▶ **Directions**: Please return every line in the following data that includes the string "below".

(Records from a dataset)
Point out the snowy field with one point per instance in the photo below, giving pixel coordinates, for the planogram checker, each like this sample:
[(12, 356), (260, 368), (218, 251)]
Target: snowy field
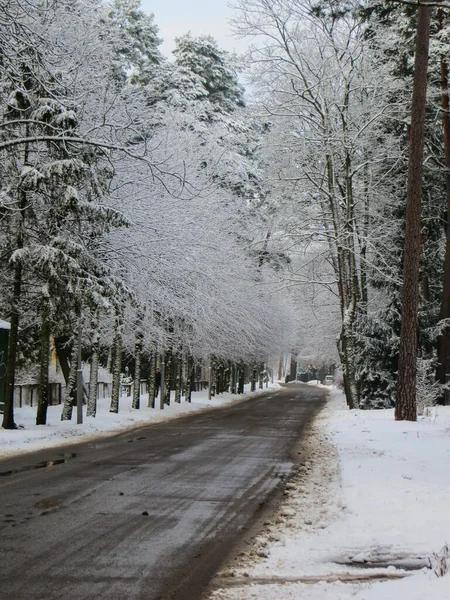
[(369, 497), (30, 436), (372, 496)]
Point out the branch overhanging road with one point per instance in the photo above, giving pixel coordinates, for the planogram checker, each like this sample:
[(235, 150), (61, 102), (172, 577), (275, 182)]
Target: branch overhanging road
[(148, 514)]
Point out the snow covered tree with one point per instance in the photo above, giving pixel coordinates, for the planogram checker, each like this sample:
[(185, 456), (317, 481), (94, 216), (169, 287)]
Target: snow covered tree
[(317, 75), (214, 69)]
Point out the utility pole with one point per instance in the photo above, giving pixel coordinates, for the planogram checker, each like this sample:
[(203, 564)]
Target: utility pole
[(162, 390), (405, 408), (79, 379)]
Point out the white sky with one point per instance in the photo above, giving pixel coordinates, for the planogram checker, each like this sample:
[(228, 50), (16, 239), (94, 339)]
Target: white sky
[(201, 17)]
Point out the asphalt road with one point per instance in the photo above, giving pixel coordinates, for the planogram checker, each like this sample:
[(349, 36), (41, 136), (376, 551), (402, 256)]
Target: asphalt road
[(148, 514)]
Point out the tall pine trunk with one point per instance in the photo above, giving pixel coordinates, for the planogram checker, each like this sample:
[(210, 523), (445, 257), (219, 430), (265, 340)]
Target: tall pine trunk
[(8, 414), (93, 377), (405, 407), (43, 388), (137, 373), (117, 367), (151, 381), (443, 341), (69, 395)]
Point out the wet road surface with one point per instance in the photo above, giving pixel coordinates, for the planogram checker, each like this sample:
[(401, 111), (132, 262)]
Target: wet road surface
[(148, 514)]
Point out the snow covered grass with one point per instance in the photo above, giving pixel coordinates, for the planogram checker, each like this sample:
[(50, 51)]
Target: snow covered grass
[(31, 437), (370, 496)]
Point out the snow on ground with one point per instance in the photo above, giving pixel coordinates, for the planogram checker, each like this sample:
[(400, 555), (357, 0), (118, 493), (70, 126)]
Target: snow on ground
[(370, 492), (31, 437)]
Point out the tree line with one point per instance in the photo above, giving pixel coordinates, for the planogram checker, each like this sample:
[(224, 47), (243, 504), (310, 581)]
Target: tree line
[(129, 200)]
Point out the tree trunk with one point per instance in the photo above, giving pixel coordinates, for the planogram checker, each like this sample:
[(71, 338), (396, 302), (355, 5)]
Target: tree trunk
[(241, 378), (178, 369), (69, 395), (41, 414), (443, 341), (253, 382), (151, 381), (187, 376), (137, 373), (93, 377), (405, 408), (168, 364), (233, 378), (117, 367)]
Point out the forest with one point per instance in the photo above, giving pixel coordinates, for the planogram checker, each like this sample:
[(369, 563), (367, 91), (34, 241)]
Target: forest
[(154, 212)]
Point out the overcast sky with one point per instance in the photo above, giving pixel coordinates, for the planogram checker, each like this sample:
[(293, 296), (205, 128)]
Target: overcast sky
[(201, 17)]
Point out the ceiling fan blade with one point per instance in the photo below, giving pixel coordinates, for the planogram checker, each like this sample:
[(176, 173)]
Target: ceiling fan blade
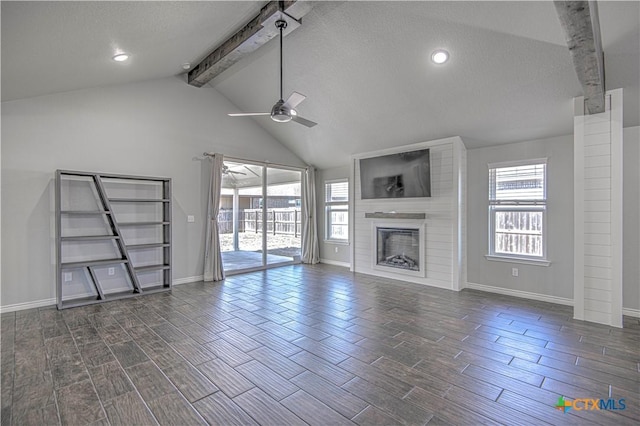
[(247, 114), (303, 121), (294, 100)]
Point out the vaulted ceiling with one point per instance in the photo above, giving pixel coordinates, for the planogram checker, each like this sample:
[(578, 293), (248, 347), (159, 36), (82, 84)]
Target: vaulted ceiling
[(364, 66)]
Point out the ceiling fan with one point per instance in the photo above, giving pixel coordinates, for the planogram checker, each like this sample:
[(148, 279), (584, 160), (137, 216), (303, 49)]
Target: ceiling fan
[(283, 111)]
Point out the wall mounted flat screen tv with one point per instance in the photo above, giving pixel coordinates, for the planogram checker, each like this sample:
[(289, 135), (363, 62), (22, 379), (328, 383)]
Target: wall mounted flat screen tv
[(401, 175)]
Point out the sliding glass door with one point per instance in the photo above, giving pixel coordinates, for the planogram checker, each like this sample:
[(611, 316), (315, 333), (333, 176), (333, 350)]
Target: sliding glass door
[(283, 215), (260, 216)]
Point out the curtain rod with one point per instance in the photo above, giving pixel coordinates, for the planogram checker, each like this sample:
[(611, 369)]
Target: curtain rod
[(257, 163)]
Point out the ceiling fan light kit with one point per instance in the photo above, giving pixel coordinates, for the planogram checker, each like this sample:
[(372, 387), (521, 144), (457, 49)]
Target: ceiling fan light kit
[(283, 111)]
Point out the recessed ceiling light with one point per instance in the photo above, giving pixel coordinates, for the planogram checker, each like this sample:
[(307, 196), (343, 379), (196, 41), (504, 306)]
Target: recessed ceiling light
[(440, 56)]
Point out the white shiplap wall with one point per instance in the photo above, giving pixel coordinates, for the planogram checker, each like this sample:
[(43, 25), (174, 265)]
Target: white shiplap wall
[(445, 240), (598, 213)]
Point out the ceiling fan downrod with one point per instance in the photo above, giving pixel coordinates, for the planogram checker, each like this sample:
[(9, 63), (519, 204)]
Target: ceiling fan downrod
[(281, 24), (280, 112)]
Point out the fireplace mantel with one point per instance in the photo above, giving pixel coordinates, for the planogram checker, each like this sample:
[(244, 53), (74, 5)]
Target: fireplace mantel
[(394, 215)]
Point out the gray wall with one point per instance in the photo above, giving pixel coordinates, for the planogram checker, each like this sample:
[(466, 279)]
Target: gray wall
[(631, 219), (554, 280), (329, 251), (154, 128), (557, 279)]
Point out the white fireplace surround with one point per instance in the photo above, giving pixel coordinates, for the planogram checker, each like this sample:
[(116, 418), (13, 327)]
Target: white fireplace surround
[(399, 225), (441, 217)]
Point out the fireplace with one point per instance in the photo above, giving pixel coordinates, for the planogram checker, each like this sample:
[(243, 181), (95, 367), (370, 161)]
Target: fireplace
[(399, 249)]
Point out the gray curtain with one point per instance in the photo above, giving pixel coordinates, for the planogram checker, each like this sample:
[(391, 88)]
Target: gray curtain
[(213, 270), (310, 249)]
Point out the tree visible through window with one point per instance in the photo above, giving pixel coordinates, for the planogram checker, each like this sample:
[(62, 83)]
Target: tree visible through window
[(517, 207), (337, 210)]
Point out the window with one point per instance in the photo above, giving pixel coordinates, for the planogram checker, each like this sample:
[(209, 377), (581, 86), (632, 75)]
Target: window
[(517, 209), (337, 210)]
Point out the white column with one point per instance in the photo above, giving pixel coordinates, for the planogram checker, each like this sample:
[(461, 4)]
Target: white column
[(236, 215), (598, 212)]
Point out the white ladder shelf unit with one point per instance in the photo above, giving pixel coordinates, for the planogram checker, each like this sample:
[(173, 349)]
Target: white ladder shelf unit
[(113, 236)]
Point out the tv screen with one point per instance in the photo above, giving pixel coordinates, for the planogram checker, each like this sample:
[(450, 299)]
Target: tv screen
[(401, 175)]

▶ **Exercise output**:
Point out the snowy field with one point per instance in the photo below, giving pixel coordinates, for the planogram checker, each like this sample:
Point out the ceiling fan blade with one point per instance in the photo below, giving pixel coordinates, for the planogram checker, each like this sample:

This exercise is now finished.